Retype the data that follows with no alterations, please.

───── GIVEN DATA ─────

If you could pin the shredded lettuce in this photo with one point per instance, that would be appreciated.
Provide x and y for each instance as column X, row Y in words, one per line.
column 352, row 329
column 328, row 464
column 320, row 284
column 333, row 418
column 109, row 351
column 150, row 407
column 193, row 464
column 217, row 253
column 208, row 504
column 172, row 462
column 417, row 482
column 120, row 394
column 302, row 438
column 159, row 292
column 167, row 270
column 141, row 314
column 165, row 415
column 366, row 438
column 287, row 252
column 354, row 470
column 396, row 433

─────

SOLUTION FOR THIS TASK ▸
If you could pin the shredded lettuce in this photo with one point per instance, that would be appreciated.
Provide x and y for each instance as column X, row Y in words, one per line.
column 352, row 329
column 328, row 464
column 320, row 284
column 333, row 418
column 109, row 351
column 150, row 407
column 193, row 464
column 217, row 253
column 208, row 504
column 172, row 462
column 417, row 482
column 120, row 394
column 302, row 438
column 159, row 292
column 167, row 270
column 141, row 314
column 165, row 415
column 366, row 438
column 287, row 252
column 354, row 470
column 396, row 433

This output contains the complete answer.